**To be done**
Write out each entry, exactly the way it appears.

**Data for processing**
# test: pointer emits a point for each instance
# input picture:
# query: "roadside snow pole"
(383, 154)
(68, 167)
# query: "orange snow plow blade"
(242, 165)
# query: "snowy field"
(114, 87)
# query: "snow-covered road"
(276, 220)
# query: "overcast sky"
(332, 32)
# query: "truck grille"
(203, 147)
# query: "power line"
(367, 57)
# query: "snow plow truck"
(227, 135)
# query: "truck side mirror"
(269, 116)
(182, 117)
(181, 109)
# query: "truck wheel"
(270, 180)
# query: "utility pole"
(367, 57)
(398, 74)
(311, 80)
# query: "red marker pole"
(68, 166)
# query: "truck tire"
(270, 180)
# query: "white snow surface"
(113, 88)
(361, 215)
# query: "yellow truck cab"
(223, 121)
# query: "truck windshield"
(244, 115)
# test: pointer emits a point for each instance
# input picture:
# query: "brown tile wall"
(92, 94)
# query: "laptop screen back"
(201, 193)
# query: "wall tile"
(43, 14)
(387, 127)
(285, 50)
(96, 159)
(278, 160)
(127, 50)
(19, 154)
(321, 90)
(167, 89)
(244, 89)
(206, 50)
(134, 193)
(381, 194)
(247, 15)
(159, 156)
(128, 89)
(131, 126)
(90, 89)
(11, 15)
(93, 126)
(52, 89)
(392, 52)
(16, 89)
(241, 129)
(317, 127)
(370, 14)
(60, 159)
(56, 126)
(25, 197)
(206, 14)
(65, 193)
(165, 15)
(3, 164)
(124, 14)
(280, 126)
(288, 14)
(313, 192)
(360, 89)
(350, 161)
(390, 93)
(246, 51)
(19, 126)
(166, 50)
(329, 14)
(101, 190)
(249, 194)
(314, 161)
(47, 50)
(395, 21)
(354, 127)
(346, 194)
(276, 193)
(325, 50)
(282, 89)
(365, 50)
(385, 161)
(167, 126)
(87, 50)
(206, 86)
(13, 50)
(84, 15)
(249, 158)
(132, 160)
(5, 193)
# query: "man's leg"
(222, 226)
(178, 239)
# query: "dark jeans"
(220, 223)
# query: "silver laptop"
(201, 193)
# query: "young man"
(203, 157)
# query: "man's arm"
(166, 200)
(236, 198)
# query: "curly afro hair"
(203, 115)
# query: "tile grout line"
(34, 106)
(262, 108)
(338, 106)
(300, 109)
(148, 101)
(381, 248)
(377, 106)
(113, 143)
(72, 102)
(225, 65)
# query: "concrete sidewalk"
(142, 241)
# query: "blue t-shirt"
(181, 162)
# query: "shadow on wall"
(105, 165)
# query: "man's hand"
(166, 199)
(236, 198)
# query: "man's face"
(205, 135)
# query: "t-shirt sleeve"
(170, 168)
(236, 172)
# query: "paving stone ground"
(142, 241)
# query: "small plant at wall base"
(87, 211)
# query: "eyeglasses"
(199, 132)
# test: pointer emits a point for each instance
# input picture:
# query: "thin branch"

**Answer for this exercise**
# test: pointer emits a point for each instance
# input picture:
# query: "roadside snow pole"
(383, 154)
(68, 167)
# query: "orange snow plow blade"
(242, 165)
# query: "snowy field"
(114, 87)
# query: "snow-covered road"
(276, 220)
# query: "overcast sky"
(332, 32)
# query: "truck grille"
(203, 147)
# query: "power line"
(367, 57)
# query: "snow plow truck"
(227, 135)
# query: "truck side mirror"
(269, 116)
(182, 117)
(181, 109)
# query: "truck wheel"
(270, 180)
# query: "utility pole"
(367, 57)
(398, 74)
(311, 80)
# query: "red marker pole"
(68, 166)
# query: "truck tire"
(270, 180)
# query: "white snow surface"
(113, 88)
(361, 215)
# query: "yellow truck cab"
(223, 121)
# query: "truck windshield"
(244, 115)
# test: pointer emits a point for each instance
# input picture:
# query: "brown tile wall"
(92, 94)
# query: "laptop screen back"
(201, 193)
# query: "wall tile"
(43, 14)
(387, 127)
(285, 50)
(96, 159)
(278, 160)
(127, 50)
(19, 154)
(321, 90)
(167, 89)
(244, 89)
(206, 50)
(134, 193)
(381, 194)
(247, 15)
(159, 156)
(128, 89)
(131, 126)
(90, 89)
(11, 15)
(93, 126)
(52, 89)
(392, 52)
(16, 89)
(241, 129)
(317, 127)
(370, 14)
(60, 159)
(56, 126)
(25, 197)
(206, 14)
(65, 193)
(165, 15)
(3, 164)
(124, 14)
(280, 126)
(288, 14)
(313, 192)
(360, 89)
(350, 161)
(390, 93)
(246, 51)
(19, 126)
(166, 50)
(329, 14)
(101, 190)
(249, 194)
(314, 161)
(47, 50)
(395, 21)
(354, 127)
(346, 194)
(276, 193)
(325, 50)
(282, 89)
(365, 50)
(385, 161)
(167, 126)
(87, 50)
(206, 86)
(13, 50)
(84, 15)
(249, 158)
(132, 160)
(5, 193)
# query: "man's leg"
(222, 226)
(178, 239)
# query: "dark jeans"
(220, 223)
# query: "silver laptop"
(201, 193)
# query: "young man"
(203, 157)
# query: "man's arm"
(166, 200)
(236, 198)
# query: "curly afro hair"
(203, 115)
# query: "tile grout line"
(34, 106)
(262, 108)
(338, 106)
(300, 109)
(148, 101)
(381, 248)
(377, 106)
(113, 143)
(72, 102)
(225, 65)
# query: "concrete sidewalk"
(142, 241)
# query: "blue t-shirt"
(181, 162)
# query: "shadow on wall"
(105, 165)
# query: "man's hand"
(166, 199)
(236, 198)
# query: "man's face"
(205, 135)
# query: "t-shirt sleeve"
(170, 168)
(236, 172)
# query: "paving stone ground"
(142, 241)
# query: "small plant at wall base"
(87, 211)
# query: "eyeglasses"
(199, 132)
# test: pointer emits a point for each instance
# input picture:
# query: "thin branch"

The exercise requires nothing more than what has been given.